*** Text

This article is 2 years old

Barristers from a British law firm who are representing jailed Hong Kong tycoon and democracy campaigner Jimmy Lai said on Thursday they had received anonymous e-mails warning them against travelling to the city to defend him.

Lai is among the most prominent people in Hong Kong to be charged under a national security law that Beijing imposed in June 2020 to punish terrorism, collusion with foreign forces, subversion and secession with possible life imprisonment.

Media mogul Lai (above) is the founder of the Hong Kong-based Chinese newspaper Apple Daily, which was shut down by the Chinese authorities in June last year.

Critics of the law say the Beijing authorities are using it to stifle dissent, a charge officials in Hong Kong and Beijing reject.

The barristers - Caoilfhionn Gallagher, Jonathan Price and Jennifer Robinson from Doughty Street Chambers - told Reuters the messages came from a generic Gmail address.

"A person that refuses to abide by the laws of the Hong Kong Special Administrative Region could be extradited… from other jurisdictions. Foreign nationals will be charged with the offences of subversion," one of the e-mails said. "You have been warned not to attempt entry or land in Chinese territory."

The barristers declined to say if they would be travelling to the former British colony for the trial.

Copies of the final edition of Apple Daily, published by Next Digital, that were seen at a newsstand in Hong Kong on June 24, 2021.

"Now these intimidatory tactics are spreading outside the borders of China and Hong Kong."

******
*** Material supplied

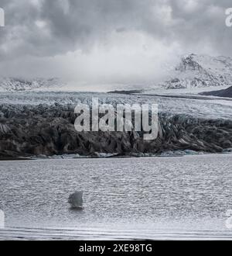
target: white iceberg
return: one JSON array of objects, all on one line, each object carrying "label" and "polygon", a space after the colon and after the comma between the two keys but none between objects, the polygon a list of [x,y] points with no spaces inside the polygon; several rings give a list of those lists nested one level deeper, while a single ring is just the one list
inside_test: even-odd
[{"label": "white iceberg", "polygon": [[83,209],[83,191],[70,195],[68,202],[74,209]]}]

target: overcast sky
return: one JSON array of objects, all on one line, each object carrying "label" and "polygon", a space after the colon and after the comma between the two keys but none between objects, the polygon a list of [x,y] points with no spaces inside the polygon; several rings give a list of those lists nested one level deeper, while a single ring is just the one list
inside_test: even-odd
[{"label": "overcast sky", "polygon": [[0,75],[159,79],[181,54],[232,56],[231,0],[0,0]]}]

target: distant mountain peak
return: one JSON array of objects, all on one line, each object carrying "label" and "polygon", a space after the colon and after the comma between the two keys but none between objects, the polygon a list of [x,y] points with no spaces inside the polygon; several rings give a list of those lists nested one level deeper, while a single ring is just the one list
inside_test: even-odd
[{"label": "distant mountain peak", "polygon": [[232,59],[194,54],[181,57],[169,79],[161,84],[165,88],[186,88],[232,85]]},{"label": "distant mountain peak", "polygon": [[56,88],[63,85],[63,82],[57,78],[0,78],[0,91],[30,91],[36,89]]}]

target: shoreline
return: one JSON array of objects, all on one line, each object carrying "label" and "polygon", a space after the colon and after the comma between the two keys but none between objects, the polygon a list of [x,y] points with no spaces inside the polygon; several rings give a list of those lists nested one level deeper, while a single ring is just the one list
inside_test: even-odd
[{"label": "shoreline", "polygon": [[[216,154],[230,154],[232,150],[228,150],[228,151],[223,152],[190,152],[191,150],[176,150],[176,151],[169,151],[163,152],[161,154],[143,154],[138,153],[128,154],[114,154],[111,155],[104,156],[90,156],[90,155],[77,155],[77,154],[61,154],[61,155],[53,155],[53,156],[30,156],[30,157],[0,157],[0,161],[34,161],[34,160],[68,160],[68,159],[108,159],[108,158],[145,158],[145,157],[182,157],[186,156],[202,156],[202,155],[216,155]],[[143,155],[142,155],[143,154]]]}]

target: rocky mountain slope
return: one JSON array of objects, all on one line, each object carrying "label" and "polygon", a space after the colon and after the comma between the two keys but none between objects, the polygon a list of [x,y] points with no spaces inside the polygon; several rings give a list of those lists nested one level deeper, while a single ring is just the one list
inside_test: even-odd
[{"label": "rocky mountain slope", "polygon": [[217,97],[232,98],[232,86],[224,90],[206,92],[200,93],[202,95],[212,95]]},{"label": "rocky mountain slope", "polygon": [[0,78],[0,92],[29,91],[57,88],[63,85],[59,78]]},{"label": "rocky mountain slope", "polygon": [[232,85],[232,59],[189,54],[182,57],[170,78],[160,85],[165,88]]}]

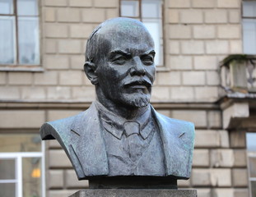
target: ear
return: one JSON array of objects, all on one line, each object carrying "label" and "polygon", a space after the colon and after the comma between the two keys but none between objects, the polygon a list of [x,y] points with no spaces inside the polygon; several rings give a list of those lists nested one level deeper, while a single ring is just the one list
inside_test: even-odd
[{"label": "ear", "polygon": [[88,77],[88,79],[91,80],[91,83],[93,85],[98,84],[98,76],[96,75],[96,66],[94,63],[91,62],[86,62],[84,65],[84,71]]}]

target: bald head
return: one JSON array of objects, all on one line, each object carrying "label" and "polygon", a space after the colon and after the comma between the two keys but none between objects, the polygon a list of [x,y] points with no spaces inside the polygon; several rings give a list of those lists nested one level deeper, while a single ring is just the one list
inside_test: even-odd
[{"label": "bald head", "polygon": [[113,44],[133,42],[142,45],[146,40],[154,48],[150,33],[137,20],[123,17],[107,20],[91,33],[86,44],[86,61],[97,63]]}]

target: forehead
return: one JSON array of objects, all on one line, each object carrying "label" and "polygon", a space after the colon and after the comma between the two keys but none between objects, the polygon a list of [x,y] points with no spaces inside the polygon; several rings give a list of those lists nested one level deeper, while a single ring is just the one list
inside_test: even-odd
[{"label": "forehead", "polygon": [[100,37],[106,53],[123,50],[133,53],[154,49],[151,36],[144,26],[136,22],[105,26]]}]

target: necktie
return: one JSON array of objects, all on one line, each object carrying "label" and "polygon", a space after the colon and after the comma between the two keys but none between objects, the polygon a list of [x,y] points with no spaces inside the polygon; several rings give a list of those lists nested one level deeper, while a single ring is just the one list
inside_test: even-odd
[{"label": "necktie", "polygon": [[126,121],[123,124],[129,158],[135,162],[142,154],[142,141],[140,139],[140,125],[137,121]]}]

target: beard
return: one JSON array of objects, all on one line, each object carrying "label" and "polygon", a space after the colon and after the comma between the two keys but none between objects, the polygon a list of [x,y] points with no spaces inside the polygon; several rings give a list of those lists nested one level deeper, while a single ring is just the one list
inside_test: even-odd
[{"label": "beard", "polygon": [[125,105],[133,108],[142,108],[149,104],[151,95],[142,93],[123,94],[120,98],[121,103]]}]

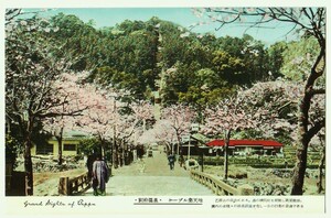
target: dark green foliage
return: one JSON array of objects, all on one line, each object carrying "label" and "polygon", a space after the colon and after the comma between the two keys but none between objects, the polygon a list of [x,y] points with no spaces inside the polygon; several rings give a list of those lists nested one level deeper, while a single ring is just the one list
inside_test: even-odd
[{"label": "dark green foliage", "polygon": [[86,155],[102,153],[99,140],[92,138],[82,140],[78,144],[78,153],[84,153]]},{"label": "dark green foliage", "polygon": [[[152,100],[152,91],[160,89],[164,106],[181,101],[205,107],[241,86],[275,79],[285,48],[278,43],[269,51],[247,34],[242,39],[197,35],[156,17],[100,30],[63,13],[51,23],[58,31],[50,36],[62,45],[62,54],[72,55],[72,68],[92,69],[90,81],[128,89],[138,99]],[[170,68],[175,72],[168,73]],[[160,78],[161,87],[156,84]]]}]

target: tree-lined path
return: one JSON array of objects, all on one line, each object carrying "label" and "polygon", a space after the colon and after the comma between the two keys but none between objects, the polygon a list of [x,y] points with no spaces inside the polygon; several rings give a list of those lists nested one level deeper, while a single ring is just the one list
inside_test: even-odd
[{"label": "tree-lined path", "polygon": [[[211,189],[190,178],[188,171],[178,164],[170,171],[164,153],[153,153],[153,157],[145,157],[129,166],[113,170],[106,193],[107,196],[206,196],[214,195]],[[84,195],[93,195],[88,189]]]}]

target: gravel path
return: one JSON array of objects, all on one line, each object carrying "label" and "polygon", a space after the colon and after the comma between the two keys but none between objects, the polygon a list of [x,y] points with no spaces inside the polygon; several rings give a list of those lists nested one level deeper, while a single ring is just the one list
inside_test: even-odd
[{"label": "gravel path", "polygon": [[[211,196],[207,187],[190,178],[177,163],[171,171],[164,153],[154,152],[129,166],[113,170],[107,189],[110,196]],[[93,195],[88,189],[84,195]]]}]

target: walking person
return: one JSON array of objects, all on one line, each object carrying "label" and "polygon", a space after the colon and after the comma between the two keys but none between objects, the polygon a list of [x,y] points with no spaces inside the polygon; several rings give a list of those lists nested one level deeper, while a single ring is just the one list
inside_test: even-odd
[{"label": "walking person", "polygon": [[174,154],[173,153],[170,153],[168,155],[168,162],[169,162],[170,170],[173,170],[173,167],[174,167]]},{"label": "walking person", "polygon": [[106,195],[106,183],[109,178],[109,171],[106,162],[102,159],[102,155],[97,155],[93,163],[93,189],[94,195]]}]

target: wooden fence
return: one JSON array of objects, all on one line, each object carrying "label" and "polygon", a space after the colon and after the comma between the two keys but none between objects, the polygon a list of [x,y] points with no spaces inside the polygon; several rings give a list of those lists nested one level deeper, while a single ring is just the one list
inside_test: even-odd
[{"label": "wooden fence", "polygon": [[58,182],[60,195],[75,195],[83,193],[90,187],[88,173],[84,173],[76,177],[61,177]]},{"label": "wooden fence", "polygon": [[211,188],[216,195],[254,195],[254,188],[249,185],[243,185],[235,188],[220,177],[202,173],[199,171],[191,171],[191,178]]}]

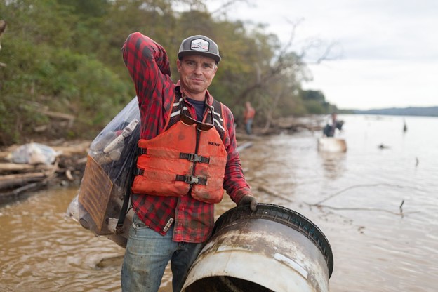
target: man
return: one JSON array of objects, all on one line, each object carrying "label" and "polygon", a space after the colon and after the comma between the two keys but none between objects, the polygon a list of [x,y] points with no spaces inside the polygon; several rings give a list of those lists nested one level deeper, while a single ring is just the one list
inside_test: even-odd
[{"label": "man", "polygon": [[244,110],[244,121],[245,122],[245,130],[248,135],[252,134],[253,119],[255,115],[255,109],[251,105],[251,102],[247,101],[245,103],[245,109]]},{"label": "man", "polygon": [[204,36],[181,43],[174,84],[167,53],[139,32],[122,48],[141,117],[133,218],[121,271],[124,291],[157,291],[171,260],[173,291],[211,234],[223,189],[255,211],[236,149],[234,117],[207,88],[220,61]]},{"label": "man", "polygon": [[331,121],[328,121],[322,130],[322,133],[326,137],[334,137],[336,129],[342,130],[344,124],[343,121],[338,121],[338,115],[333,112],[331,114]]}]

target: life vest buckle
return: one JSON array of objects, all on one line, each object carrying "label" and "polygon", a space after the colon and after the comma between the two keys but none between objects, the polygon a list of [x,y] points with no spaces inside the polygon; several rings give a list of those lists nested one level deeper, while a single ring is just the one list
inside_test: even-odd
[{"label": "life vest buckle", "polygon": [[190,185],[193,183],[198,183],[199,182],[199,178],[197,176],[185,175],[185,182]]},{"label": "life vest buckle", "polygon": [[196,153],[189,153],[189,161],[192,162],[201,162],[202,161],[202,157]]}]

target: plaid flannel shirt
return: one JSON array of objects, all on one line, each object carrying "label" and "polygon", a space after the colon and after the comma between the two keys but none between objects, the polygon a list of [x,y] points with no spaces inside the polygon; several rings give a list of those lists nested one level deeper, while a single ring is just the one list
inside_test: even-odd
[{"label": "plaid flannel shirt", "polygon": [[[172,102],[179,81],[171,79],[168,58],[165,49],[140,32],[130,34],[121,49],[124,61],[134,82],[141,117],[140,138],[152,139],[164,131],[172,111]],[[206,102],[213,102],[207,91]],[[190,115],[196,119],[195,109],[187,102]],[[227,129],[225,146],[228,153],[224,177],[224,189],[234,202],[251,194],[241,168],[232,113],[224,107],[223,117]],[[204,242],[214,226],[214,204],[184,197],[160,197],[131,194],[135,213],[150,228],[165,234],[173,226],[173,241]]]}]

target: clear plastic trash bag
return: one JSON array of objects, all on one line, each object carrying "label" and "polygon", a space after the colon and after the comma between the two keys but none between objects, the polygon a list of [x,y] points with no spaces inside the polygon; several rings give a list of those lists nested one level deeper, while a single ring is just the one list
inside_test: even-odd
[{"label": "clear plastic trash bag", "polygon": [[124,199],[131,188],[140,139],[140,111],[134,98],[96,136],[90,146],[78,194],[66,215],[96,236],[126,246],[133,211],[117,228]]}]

******

▶ [Work instructions]: Continue the news article about the warning e-mails sent to Jimmy Lai's barristers, starting right after its final sentence.

▶ [Reply]:
The Hong Kong government did not immediately respond to a request for comment.

The legal team has filed an appeal with the United Nations Working Group on Arbitrary Detention, declaring Lai’s continued imprisonment unlawful.

"My dad's only ‘crime’ is to campaign for democracy in the face of tyranny, but for that he has already spent over two years in prison and faces the rest of his life behind bars," Lai's son Sebastien said in a statement.

"I ask the United Nations and the UK Government to speak out for my dad, and stand up to those who seek to silence him.”

Lai now serving a jail term

Lai is already serving a 13-month sentence after being convicted for his role in an illegal assembly in 2020 to commemorate victims of China's crackdown on democracy activists in and around Beijing's Tiananmen Square in 1989.

A fierce critic of Beijing, Lai faces multiple charges under the national security law, including collusion with a foreign country. His complicated legal proceedings are expected to drag on till the end of this year and even into next year, according to some legal analysts.

Baroness Helena Kennedy, Director of the International Bar Association's Institute of Fundamental Rights, condemned what she said was an act of intimidation.

"Intimidating the lawyers who act for citizens pursuing freedom and democracy is the tactic of an authoritarian regime," she said.

"Jimmy Lai's right to instruct international lawyers of his choice is fundamental to a fair trial. The Hong Kong authorities seem to have abandoned the values which underpin the rule of law."